▽

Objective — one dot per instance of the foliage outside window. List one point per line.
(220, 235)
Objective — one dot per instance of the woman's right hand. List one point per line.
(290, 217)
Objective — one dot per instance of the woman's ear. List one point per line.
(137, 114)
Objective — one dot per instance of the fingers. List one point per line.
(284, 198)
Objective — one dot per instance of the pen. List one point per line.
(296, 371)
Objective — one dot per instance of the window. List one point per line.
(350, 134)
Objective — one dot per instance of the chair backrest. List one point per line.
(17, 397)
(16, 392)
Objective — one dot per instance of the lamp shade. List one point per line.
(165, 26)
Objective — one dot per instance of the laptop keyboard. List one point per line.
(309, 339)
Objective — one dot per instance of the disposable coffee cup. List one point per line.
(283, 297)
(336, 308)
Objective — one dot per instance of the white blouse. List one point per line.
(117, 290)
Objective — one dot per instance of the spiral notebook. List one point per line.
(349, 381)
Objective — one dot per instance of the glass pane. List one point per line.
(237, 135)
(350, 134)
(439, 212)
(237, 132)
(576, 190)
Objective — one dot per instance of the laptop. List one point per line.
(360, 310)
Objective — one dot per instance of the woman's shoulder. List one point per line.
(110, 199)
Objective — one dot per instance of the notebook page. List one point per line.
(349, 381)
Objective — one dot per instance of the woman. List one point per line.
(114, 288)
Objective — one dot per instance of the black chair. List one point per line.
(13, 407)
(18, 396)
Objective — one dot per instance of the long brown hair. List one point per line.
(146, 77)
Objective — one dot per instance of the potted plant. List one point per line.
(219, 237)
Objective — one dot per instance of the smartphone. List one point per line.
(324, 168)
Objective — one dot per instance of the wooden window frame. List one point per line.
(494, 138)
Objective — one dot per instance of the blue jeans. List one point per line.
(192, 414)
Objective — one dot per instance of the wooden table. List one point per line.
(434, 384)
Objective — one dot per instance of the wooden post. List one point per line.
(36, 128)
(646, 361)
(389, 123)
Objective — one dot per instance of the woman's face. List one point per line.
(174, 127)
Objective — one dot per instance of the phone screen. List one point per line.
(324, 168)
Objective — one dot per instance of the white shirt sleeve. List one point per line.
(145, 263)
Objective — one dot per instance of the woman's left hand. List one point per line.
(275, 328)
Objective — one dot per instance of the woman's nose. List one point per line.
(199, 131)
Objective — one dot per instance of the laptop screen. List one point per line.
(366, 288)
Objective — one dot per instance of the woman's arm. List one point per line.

△

▸ **Exercise requirements**: Nothing should be changed: write out all of the data as is.

▸ **Task solution**:
Objective — one dot per instance of the foliage outside window. List one point per line.
(220, 235)
Objective — one dot per instance of the woman's right hand. List one point per line.
(290, 217)
Objective — one dot per instance of the woman's ear. List one point per line.
(137, 114)
Objective — one dot per instance of the fingers. List one point per line.
(284, 198)
Objective — one dot per instance of the pen. List one point per line.
(296, 371)
Objective — one dot per instance of the window. List one point per line.
(350, 134)
Objective — one dot per instance of the chair backrest. List one point per line.
(17, 397)
(16, 392)
Objective — one dot per instance of the lamp shade. List one point per line.
(165, 26)
Objective — one dot per instance of the laptop keyboard. List one point per line.
(309, 339)
Objective — one dot per instance of the disposable coffee cup. List one point per line.
(283, 297)
(336, 308)
Objective — one dot per instance of the white blouse. List one point per line.
(117, 290)
Objective — one dot per instance of the spiral notebook. List one point per line.
(349, 381)
Objective — one dot per instance of the glass pane. List one point per line.
(237, 135)
(350, 134)
(439, 212)
(237, 132)
(576, 190)
Objective — one dot per instance of the laptop. List one point per line.
(360, 310)
Objective — one dot per instance of the woman's shoulder. List one point per line.
(110, 199)
Objective — one dot per instance of the notebook page. List one point per line.
(349, 381)
Objective — one dot per instance of the woman. List one point per line.
(114, 288)
Objective — one dot per instance of the black chair. List one point per line.
(13, 407)
(18, 396)
Objective — one dot per instance of the long brown hair. List one point per line.
(146, 77)
Objective — one dot per instance of the potted plant. List one point per line.
(219, 237)
Objective — one dot per instance of the smartphone. List one point per line.
(324, 168)
Objective — one dot per instance of the wooden window frame. List one point per line.
(494, 138)
Objective — one dot per instance of the blue jeans. List one point per line.
(192, 414)
Objective — one dot per instance of the wooden table. List one point per line.
(434, 384)
Objective — one dot per instance of the wooden post. List one point per line.
(36, 128)
(646, 361)
(389, 123)
Objective — one dot per instance of the woman's face. List one point per line.
(174, 127)
Objective — one dot per instance of the phone screen. List one point per line.
(324, 168)
Objective — one dot per instance of the white shirt sleeve. List one point per line.
(145, 263)
Objective — one dot per instance of the woman's left hand. List one point per line.
(275, 328)
Objective — one dot per instance of the woman's nose. List one point per line.
(199, 131)
Objective — one dot per instance of the laptop screen. List one point per line.
(366, 288)
Objective — one dot per instance of the woman's arm. List one point per line.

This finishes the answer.